__GOAL OF THE EXERCISE__. Taking the line that contains "Annotate the palace" as the first, copy each line exactly up to and including the last line below.

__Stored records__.

==========

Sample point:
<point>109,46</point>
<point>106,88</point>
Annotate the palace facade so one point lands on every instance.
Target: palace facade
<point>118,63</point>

==========

__WRITTEN SOLUTION__.
Annotate the palace facade so one point lands on every instance.
Target: palace facade
<point>118,63</point>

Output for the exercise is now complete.